● EXERCISE DESCRIPTION
State how many lines in the records below contain the word "base". Reply with the number alone.

---------------

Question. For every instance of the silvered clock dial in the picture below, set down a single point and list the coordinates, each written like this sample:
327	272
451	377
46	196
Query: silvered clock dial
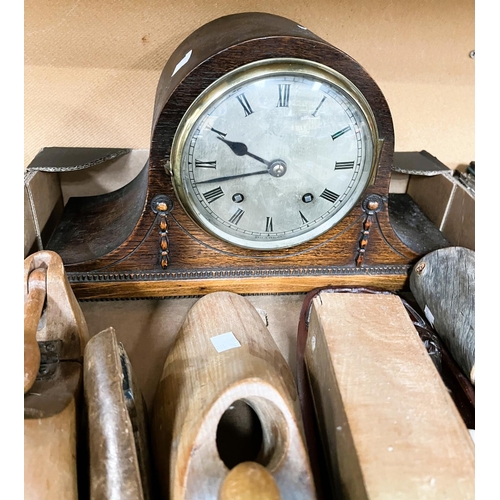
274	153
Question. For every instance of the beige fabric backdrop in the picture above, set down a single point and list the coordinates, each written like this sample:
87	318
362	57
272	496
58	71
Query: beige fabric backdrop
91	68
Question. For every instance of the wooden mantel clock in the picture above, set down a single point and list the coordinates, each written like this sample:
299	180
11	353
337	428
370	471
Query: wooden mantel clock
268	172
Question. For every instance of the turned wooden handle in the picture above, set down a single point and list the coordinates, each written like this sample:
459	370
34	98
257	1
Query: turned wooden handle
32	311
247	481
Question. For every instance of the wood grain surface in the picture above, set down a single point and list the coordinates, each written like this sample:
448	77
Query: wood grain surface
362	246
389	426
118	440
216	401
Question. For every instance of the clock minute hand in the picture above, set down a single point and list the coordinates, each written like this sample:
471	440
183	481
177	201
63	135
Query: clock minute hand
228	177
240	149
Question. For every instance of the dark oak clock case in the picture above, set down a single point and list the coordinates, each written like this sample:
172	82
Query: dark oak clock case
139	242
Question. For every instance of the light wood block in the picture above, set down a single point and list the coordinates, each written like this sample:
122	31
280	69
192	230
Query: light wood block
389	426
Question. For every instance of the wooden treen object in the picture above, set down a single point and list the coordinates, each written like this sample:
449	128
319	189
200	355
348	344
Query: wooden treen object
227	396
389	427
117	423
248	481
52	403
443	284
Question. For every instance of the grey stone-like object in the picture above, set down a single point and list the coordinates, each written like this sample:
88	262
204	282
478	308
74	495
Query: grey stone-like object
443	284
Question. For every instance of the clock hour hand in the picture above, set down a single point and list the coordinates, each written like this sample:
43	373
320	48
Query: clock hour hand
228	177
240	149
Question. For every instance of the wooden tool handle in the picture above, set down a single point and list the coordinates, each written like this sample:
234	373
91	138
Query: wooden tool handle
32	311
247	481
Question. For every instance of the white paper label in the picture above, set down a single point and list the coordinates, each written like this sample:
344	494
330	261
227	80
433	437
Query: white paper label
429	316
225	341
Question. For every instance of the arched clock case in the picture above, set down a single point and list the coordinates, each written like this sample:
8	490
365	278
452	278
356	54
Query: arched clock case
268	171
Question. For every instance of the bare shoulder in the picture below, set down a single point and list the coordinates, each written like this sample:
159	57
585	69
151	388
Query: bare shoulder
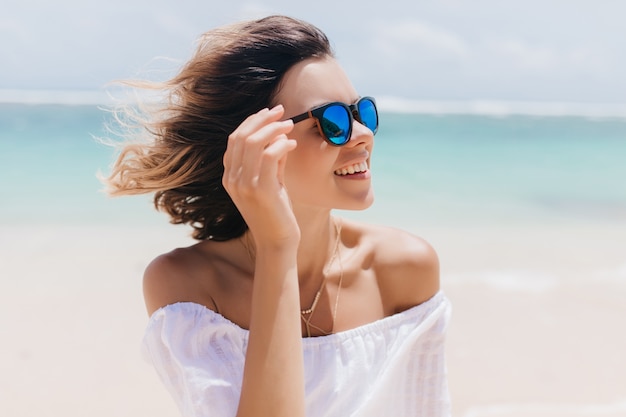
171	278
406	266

---------------

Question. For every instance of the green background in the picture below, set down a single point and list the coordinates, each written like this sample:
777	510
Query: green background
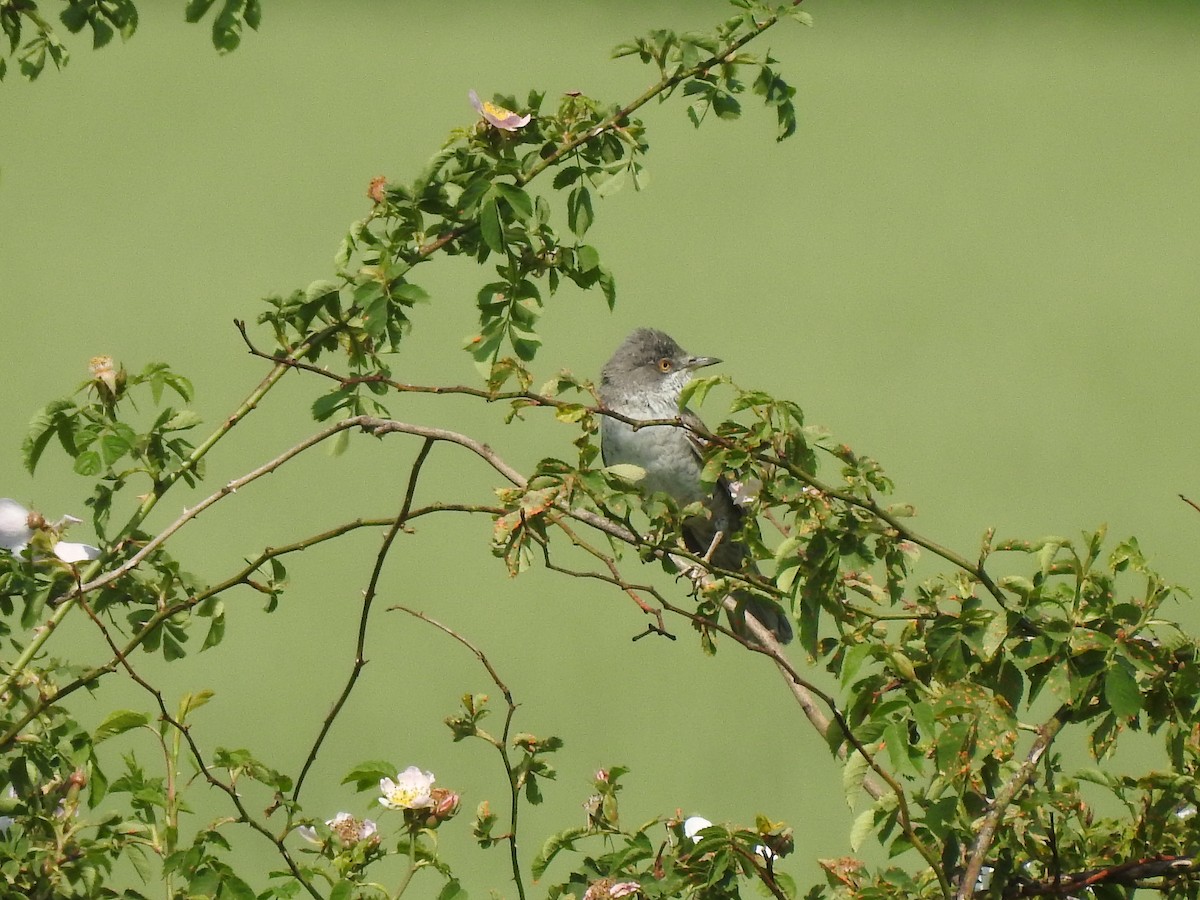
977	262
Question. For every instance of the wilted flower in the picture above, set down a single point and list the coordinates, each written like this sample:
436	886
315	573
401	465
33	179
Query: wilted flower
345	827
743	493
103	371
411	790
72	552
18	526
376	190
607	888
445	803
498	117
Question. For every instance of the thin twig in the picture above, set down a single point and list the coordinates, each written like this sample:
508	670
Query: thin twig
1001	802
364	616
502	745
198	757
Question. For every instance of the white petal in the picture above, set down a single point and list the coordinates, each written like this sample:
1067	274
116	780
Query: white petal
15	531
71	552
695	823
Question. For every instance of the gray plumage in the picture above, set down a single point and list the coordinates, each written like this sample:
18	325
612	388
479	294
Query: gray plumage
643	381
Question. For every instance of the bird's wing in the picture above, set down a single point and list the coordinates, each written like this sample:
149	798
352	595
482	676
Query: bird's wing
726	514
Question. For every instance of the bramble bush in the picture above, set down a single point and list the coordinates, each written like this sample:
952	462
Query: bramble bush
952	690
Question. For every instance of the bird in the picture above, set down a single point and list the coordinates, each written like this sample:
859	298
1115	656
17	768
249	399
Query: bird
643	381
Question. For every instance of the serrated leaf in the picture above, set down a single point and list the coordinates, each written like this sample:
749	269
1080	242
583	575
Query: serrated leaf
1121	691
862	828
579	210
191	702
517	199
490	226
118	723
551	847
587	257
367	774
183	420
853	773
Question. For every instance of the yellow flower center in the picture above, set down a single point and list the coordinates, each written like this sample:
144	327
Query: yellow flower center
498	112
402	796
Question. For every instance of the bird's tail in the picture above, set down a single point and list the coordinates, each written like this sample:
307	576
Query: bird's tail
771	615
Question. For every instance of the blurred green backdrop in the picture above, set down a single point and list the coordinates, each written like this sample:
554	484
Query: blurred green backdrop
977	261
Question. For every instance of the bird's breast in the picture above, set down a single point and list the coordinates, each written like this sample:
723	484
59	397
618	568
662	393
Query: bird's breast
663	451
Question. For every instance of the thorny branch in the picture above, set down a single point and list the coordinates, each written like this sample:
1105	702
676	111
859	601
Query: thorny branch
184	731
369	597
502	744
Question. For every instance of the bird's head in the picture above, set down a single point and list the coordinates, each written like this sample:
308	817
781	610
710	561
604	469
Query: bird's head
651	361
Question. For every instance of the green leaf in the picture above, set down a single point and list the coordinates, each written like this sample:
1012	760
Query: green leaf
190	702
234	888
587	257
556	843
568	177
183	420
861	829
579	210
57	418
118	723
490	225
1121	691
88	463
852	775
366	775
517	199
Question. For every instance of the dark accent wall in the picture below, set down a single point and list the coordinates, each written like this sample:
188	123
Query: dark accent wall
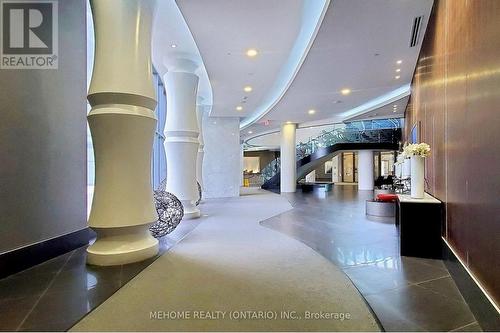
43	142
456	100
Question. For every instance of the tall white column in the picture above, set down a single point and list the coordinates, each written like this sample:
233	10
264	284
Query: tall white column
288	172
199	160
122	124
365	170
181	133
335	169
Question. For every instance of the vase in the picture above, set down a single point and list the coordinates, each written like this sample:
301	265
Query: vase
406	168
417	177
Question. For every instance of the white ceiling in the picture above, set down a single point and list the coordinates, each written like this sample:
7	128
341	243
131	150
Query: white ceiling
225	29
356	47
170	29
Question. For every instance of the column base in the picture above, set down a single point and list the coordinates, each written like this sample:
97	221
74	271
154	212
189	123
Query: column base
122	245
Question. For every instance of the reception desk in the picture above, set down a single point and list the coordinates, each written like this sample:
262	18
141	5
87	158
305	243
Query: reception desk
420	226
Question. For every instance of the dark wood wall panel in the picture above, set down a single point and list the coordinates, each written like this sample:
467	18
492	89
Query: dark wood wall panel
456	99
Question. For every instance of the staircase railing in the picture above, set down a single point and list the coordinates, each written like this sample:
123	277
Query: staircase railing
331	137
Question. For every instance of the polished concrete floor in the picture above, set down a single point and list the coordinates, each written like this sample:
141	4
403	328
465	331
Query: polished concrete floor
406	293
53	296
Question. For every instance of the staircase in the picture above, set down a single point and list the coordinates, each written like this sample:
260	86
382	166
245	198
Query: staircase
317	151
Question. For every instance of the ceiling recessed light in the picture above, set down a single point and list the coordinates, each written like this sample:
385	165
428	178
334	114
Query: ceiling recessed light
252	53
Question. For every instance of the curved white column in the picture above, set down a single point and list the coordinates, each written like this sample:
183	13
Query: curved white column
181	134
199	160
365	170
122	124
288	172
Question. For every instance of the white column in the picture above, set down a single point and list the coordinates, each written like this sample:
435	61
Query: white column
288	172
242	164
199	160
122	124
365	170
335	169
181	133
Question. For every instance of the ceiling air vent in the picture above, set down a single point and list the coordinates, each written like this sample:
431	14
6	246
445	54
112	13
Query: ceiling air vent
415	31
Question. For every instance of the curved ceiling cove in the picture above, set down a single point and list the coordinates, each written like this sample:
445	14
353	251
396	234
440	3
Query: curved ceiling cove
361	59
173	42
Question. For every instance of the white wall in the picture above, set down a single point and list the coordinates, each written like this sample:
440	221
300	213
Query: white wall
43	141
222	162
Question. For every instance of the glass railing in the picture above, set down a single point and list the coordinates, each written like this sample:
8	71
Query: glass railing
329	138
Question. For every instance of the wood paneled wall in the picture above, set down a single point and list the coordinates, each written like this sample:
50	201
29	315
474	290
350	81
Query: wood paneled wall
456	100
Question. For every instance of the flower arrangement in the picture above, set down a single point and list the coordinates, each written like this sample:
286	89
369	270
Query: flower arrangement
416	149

---------------

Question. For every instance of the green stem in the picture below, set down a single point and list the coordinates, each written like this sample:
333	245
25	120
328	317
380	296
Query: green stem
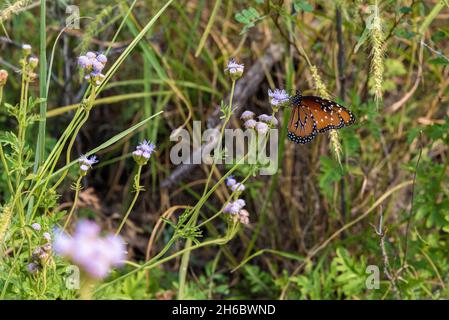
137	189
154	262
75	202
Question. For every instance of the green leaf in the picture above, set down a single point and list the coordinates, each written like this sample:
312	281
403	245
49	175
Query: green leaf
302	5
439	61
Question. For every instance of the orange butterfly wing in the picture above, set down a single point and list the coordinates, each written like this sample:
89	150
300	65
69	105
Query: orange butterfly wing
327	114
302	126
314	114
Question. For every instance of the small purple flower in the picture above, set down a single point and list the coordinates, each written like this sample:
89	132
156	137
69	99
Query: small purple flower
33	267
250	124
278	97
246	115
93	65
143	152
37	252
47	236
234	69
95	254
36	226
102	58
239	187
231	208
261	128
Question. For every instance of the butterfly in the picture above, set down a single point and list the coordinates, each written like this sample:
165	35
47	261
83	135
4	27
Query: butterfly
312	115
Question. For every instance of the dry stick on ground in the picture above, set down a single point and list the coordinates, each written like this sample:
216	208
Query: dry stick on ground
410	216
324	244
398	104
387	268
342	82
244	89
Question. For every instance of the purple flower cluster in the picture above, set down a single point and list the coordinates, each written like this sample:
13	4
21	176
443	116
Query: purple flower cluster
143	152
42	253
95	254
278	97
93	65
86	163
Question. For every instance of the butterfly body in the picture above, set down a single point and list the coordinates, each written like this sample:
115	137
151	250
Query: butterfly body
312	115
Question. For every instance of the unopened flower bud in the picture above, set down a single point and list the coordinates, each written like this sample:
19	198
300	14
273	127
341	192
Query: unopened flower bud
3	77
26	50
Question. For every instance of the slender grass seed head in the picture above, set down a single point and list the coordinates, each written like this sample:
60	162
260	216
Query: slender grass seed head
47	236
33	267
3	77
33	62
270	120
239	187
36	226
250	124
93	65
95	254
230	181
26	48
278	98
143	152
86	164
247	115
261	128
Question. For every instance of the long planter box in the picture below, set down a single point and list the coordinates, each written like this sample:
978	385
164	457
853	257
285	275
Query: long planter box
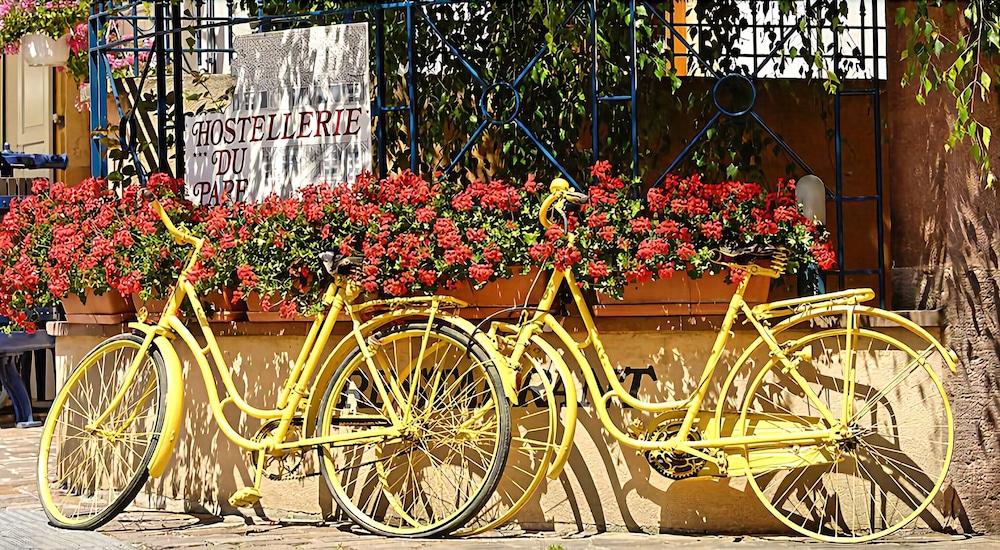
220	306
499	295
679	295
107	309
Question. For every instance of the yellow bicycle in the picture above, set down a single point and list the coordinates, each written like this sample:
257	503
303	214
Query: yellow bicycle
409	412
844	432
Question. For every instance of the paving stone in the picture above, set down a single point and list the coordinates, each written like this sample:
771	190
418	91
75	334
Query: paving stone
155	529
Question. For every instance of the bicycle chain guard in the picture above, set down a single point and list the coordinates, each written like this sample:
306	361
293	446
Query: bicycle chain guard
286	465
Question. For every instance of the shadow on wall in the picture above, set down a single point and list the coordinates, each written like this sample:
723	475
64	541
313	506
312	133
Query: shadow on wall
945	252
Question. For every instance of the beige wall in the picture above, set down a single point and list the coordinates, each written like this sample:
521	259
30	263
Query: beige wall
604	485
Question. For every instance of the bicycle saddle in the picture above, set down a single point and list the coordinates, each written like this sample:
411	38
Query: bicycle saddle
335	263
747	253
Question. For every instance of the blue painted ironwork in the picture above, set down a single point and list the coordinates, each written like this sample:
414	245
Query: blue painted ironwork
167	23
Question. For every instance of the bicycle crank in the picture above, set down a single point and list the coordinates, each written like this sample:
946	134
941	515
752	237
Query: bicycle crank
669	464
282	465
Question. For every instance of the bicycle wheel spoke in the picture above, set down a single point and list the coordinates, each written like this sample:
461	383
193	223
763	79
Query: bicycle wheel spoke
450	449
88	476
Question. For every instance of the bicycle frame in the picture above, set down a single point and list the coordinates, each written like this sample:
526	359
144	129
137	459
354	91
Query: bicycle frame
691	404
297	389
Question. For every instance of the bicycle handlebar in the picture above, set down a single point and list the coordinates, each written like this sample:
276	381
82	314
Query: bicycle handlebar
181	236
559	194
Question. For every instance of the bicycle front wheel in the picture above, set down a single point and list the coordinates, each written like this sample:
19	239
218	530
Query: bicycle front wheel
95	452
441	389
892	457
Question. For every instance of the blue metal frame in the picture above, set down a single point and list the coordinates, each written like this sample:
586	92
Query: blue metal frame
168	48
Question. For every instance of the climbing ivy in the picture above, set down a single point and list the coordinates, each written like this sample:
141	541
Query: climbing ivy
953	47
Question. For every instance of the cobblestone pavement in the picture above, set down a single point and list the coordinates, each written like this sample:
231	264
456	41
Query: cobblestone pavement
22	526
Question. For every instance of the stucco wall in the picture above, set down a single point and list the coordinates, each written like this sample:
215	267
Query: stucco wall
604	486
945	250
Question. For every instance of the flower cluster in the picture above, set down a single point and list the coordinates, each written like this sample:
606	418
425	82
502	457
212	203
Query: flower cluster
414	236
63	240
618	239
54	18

---------------

● SOLUTION FOR THIS PROBLEM
2